» **EXERCISE INSTRUCTIONS**
A. In the post on scraping a PDF, which library of Java tools does tabulizer wrap?
B. Quote the post on scraping a PDF word for word, beginning at "library(tidyverse)" and stopping after "dplyr::filter() masks stats::filter()".

» **QUOTED PASSAGE**
▽
I’ve been doing research that shows change in opinion over time across the electoral cycle and I wanted to visualize primary elections - but there’s a whole lot of them. Rather than copying them down by hand, I decided to scrape them from a PDF. I’ve included the full code to reproduce what I did below.

Now, you might notice that the document in question is pretty short and you could probably copy and paste this thing. My main interest here was to use this as a toy example to show how scraping structured data from a document like this could be done. Hopefully it’s useful as a reference, even if it’s a little overkill for this specific instance. This code scales pretty well to a document of any size.

Note: see the Tools section below for links to more info on what’s going on here

In R, a good tool for this is tabulizer, a wrapper for a library of Java tools (Tabula).

First, keep in mind: this package is just a way for you to use R to talk to Java. I don’t do Java myself and ran into a few wonky errors. See below for a little more detail in case you run into them1

I installed from the github repo using devtools (you’ll need to install devtools first, if you haven’t already):

devtools::install_github(c("ropenscilabs/tabulizerjars", "ropenscilabs/tabulizer"), args = "--no-multiarch")

# Load in packages

library(tidyverse)
## ── Attaching packages ────────────────────────────────── tidyverse 1.2.1 ──
## ✔ ggplot2 2.2.1     ✔ purrr   0.2.4
## ✔ tibble  1.3.4     ✔ dplyr   0.7.4
## ✔ tidyr   0.7.2     ✔ stringr 1.2.0
## ✔ readr   1.1.1     ✔ forcats 0.2.0
## ── Conflicts ───────────────────────────────────── tidyverse_conflicts() ──
## ✖ dplyr::filter() masks stats::filter()
△
» **LISTED ENTRIES**
▽
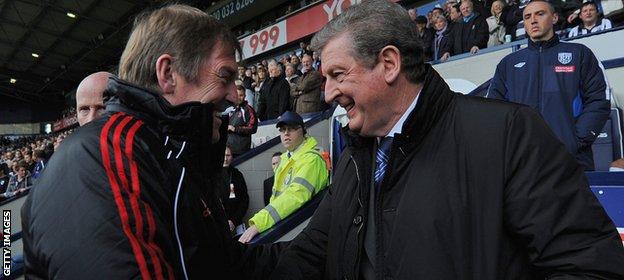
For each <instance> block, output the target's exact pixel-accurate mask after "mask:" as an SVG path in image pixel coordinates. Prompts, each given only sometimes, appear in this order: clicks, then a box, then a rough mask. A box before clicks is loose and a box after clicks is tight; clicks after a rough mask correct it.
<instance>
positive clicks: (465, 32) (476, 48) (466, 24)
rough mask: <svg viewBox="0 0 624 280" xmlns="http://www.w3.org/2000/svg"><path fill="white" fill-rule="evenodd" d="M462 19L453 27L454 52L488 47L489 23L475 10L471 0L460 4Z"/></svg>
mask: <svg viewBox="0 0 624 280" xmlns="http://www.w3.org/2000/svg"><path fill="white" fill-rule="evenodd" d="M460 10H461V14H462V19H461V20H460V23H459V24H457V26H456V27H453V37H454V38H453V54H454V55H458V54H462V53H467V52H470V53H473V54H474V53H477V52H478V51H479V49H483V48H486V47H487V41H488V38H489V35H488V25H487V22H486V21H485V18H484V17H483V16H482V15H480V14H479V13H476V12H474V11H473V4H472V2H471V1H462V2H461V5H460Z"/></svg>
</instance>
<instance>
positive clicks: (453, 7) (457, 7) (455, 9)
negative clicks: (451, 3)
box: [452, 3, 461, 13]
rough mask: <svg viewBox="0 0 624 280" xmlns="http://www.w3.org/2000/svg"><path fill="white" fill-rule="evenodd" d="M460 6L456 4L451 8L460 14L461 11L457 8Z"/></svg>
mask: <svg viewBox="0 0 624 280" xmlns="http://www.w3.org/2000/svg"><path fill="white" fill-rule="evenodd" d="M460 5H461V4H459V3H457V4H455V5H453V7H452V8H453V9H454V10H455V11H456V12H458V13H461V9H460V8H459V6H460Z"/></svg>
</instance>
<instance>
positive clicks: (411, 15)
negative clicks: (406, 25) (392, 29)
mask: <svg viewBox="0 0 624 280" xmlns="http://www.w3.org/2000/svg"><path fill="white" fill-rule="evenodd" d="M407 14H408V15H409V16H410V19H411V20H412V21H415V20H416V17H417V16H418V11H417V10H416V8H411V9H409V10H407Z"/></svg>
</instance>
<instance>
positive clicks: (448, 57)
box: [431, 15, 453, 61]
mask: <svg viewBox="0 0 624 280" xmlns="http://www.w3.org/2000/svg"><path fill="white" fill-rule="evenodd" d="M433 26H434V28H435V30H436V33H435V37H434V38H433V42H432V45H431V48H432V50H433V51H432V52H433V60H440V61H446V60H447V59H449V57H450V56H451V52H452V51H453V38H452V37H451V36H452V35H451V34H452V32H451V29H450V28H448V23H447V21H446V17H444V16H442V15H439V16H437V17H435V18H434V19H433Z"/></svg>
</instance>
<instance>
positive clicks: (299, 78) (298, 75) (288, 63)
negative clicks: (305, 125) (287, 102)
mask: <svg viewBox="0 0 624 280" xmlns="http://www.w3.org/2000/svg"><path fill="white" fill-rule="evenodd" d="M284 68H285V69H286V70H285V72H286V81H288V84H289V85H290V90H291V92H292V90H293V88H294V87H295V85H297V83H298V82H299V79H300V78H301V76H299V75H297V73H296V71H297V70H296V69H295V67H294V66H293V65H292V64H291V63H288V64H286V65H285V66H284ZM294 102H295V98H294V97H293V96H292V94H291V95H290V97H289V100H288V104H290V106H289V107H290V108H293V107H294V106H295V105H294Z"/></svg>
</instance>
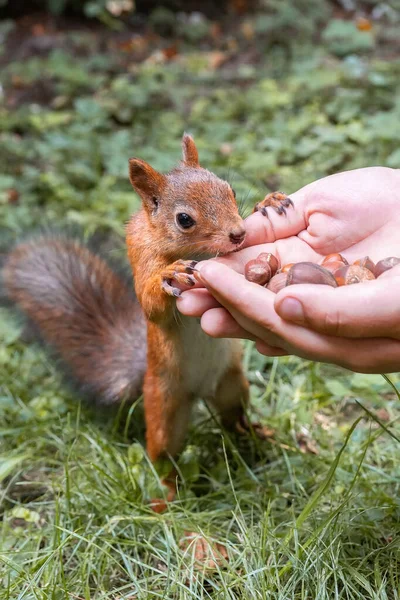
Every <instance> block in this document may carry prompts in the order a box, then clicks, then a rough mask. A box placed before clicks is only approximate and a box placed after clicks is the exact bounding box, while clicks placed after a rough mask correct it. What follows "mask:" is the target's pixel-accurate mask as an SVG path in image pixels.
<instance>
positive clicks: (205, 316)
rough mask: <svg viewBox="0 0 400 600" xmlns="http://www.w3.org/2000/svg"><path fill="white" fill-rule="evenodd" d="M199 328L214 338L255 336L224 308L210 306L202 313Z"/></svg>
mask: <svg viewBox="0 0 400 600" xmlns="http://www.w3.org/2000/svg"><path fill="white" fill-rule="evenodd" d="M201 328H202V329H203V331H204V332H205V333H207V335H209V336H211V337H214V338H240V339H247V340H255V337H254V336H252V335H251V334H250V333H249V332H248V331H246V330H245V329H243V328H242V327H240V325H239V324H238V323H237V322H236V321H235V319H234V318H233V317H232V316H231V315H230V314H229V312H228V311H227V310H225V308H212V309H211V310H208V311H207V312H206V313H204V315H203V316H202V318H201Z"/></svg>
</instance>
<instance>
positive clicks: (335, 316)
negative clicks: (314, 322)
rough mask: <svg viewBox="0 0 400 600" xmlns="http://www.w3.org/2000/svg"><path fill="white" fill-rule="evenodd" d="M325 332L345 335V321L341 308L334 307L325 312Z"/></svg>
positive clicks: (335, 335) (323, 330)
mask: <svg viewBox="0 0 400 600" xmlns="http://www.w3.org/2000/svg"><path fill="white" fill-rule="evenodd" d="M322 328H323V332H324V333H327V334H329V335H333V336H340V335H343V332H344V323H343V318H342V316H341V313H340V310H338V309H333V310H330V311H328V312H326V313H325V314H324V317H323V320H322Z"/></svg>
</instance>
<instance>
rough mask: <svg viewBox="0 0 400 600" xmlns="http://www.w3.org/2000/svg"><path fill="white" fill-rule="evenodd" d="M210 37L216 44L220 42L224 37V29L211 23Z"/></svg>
△
▽
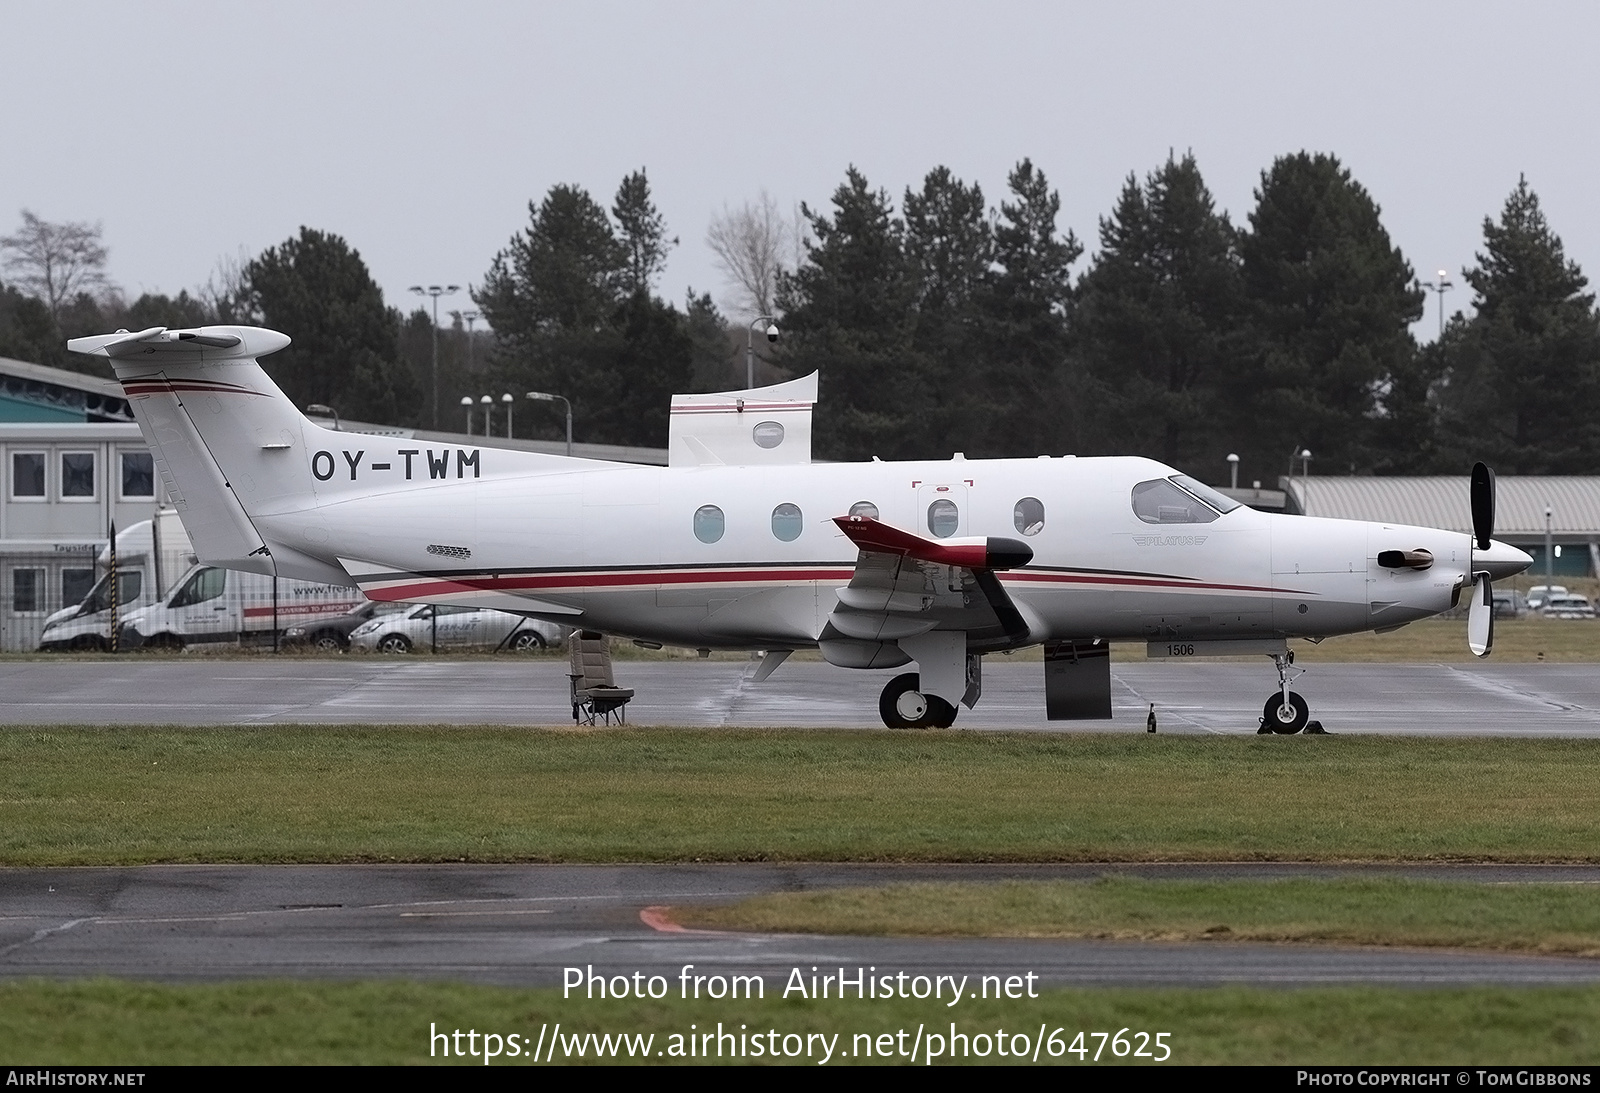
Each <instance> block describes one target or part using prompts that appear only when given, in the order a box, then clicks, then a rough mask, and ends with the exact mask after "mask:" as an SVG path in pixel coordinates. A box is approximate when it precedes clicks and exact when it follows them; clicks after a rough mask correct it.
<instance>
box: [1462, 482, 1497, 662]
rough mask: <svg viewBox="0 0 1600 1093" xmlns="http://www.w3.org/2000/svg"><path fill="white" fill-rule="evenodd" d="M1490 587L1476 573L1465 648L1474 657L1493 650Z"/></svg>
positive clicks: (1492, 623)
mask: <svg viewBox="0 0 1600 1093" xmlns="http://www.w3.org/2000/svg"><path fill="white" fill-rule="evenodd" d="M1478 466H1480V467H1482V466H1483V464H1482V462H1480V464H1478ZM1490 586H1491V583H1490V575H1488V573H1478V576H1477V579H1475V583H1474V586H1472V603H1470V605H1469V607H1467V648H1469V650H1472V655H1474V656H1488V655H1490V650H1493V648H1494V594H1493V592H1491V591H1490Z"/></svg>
△
▽
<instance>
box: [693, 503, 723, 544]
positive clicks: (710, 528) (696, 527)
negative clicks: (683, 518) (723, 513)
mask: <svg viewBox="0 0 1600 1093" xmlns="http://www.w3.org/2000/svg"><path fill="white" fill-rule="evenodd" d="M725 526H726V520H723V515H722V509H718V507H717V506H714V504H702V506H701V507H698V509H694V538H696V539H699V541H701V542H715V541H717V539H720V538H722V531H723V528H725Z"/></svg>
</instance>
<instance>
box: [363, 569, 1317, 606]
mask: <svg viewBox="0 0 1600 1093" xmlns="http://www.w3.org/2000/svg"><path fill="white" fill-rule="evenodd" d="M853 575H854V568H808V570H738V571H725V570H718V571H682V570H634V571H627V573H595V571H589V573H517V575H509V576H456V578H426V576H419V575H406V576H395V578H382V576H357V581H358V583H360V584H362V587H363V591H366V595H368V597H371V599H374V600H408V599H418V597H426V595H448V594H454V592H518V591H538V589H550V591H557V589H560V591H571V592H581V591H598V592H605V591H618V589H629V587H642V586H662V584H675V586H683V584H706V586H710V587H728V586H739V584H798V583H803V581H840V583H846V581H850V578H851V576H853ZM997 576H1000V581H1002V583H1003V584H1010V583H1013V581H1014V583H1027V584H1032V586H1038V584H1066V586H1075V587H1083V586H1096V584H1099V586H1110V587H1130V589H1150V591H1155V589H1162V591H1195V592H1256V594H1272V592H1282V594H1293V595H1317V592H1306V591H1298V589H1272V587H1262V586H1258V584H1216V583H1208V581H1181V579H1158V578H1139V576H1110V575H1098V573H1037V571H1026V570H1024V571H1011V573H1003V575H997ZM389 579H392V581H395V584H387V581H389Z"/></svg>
△
» **TASK SOLUTIONS**
A. Tabula

B.
library(tidyverse)
## ── Attaching packages ────────────────────────────────── tidyverse 1.2.1 ──
## ✔ ggplot2 2.2.1     ✔ purrr   0.2.4
## ✔ tibble  1.3.4     ✔ dplyr   0.7.4
## ✔ tidyr   0.7.2     ✔ stringr 1.2.0
## ✔ readr   1.1.1     ✔ forcats 0.2.0
## ── Conflicts ───────────────────────────────────── tidyverse_conflicts() ──
## ✖ dplyr::filter() masks stats::filter()